**The data**
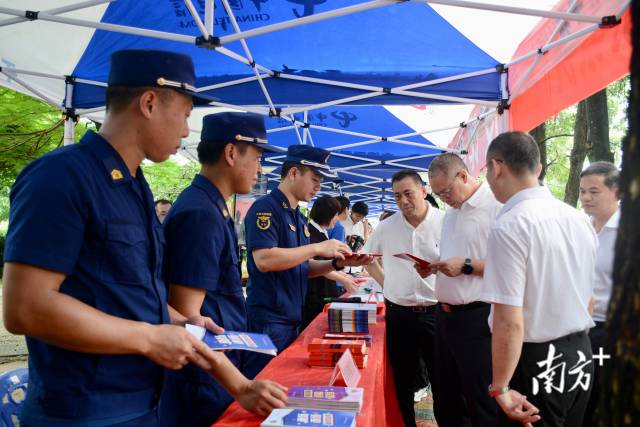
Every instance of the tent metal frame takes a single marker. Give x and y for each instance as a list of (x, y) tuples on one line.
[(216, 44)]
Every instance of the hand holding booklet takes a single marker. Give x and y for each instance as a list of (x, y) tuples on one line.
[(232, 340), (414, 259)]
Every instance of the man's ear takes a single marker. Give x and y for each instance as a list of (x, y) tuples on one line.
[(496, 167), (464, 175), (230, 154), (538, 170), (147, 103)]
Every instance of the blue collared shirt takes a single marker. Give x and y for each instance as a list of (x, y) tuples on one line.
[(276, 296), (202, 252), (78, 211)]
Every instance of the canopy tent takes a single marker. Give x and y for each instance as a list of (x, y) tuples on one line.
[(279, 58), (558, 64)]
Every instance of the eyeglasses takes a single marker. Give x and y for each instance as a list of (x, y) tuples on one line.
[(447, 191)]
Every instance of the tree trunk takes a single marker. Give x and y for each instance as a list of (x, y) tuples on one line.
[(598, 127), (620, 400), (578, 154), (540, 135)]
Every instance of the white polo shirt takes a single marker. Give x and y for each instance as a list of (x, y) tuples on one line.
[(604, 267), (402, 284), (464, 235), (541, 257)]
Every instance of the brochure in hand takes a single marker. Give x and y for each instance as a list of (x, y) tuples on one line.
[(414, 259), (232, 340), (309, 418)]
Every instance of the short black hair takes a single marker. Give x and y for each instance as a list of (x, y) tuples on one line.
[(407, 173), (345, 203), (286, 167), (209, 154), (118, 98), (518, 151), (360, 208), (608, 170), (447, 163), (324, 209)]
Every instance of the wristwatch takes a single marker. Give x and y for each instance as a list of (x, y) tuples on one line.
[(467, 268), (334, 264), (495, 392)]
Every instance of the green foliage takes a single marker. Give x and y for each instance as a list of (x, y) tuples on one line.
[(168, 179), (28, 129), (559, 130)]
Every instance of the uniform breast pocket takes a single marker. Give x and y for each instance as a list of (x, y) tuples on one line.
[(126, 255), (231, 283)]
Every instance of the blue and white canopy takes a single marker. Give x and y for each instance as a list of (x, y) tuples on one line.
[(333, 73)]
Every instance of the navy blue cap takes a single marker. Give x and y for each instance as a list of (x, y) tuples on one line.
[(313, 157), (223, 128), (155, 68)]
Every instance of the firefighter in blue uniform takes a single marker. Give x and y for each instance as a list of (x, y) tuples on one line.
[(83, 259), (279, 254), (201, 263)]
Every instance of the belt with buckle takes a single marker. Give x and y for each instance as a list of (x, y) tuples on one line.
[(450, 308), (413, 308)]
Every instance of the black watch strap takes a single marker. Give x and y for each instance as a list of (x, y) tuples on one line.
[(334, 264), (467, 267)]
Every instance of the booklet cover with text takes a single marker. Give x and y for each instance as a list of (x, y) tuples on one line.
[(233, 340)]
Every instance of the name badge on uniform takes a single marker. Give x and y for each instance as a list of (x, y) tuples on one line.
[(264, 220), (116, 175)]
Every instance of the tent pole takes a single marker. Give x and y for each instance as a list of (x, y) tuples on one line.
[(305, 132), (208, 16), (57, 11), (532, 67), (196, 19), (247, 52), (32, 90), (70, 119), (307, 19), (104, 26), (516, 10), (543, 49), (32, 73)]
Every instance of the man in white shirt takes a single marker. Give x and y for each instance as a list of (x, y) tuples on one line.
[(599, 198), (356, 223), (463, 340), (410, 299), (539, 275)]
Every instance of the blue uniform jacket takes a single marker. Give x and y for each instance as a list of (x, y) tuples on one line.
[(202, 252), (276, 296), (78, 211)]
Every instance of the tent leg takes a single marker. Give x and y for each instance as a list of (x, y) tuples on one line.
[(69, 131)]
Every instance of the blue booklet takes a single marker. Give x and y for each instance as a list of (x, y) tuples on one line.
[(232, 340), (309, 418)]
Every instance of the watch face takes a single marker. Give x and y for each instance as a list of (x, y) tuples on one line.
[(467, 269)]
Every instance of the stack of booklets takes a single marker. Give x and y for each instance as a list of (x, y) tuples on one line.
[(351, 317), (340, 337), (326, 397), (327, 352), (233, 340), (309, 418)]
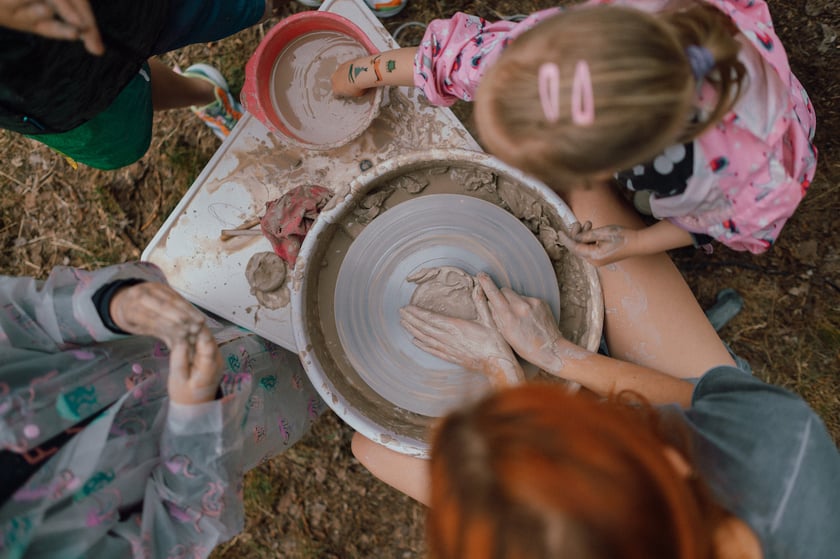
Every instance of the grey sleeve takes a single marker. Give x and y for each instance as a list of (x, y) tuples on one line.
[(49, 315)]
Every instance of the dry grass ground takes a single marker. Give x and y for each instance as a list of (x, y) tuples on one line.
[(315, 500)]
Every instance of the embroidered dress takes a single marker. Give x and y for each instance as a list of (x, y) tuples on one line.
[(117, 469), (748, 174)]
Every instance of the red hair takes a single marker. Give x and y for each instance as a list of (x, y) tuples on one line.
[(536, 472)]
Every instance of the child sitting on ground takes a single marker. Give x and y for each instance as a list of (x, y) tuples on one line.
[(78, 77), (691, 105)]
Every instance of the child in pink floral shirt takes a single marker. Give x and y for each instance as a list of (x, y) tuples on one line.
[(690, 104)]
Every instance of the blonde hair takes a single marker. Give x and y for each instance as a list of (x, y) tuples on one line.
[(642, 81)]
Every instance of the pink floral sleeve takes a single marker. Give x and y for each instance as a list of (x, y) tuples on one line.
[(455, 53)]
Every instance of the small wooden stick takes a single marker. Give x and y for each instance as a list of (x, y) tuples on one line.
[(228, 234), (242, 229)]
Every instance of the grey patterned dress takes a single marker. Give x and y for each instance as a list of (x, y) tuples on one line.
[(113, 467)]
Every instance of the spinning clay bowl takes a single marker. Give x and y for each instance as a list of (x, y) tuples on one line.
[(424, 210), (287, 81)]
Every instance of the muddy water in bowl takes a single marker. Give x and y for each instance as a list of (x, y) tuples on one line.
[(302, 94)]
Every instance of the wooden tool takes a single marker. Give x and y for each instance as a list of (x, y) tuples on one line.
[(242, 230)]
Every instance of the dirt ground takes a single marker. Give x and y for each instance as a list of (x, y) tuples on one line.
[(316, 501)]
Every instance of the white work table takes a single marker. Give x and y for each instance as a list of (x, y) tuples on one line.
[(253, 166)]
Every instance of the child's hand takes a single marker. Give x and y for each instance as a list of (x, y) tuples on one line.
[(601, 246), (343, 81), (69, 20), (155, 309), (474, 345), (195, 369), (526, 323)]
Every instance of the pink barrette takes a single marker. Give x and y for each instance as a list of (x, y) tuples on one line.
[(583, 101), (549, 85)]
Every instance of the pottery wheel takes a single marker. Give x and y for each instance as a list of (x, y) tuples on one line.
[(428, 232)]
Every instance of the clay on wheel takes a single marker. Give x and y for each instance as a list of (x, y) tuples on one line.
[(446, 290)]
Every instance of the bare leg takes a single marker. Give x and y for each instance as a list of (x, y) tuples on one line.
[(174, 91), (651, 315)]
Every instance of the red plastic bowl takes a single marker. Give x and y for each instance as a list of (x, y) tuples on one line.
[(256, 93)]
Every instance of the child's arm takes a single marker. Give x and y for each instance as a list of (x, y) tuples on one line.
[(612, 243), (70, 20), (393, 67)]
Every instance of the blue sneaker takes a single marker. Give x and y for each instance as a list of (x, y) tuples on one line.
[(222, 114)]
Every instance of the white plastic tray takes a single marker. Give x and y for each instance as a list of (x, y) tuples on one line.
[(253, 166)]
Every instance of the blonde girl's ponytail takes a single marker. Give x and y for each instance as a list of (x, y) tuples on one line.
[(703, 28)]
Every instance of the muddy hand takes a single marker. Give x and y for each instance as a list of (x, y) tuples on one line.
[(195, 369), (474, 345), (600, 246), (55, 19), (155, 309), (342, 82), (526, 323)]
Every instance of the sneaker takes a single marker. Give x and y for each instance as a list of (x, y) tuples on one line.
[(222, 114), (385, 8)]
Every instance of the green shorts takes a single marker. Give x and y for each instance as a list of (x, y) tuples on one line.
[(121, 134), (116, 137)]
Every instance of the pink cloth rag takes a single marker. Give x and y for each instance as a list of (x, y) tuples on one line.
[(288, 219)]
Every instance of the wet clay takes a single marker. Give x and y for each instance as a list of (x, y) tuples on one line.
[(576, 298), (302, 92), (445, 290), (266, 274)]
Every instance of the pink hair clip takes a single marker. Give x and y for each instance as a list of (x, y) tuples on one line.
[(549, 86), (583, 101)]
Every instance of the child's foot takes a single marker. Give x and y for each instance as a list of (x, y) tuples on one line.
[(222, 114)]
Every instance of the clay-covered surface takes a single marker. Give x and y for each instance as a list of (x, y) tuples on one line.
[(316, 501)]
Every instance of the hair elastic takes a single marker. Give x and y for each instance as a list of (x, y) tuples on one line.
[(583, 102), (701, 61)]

**Task details**
All lines from the one with "Every instance of the hair" through the final line of the listing above are to be restated word for word; the lines before it are left out.

**Result of the task**
Every instance of the hair elastic takes a single marker. Give x and y for each instance as a list of (x, y) tuples on one line.
[(583, 102), (701, 61)]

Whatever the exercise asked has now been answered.